Task item ->
Word for word, retype the lines from the one containing "Pin the team" to the last line of the data below, both ends included.

(Data for processing begins)

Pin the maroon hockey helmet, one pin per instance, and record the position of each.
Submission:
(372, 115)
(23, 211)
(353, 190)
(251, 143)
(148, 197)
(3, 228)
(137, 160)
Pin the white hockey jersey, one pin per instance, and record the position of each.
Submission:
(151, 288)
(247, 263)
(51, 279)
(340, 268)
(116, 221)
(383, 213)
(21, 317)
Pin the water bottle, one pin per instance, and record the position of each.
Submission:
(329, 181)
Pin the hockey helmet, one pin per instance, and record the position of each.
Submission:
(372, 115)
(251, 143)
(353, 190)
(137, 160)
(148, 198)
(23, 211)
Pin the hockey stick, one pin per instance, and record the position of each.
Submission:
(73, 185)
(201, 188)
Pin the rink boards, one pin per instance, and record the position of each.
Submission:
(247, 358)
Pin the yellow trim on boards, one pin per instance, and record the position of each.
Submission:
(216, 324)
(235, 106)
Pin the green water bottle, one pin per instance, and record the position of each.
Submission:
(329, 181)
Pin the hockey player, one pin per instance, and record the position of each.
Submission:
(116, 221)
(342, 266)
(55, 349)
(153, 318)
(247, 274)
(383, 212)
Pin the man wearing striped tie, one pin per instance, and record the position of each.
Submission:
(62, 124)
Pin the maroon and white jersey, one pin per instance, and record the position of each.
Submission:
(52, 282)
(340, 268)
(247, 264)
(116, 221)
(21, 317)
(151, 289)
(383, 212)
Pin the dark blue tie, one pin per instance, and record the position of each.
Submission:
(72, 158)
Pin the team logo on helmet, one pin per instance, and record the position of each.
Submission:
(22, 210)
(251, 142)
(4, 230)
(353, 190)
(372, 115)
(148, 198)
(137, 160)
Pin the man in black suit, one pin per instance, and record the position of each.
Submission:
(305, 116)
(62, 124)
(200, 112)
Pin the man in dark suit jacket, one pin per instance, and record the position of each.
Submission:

(Data for processing ends)

Written answer ->
Pin the team logo on helmet, one pin per instance, and record the position of each.
Submission:
(22, 210)
(251, 142)
(4, 230)
(353, 190)
(372, 115)
(148, 198)
(137, 160)
Pin the man in black suit, one pin per instance, and record the position of each.
Submission:
(305, 116)
(62, 124)
(200, 112)
Pin the man in dark suit jacket, one pin per instance, and record the position of each.
Submission:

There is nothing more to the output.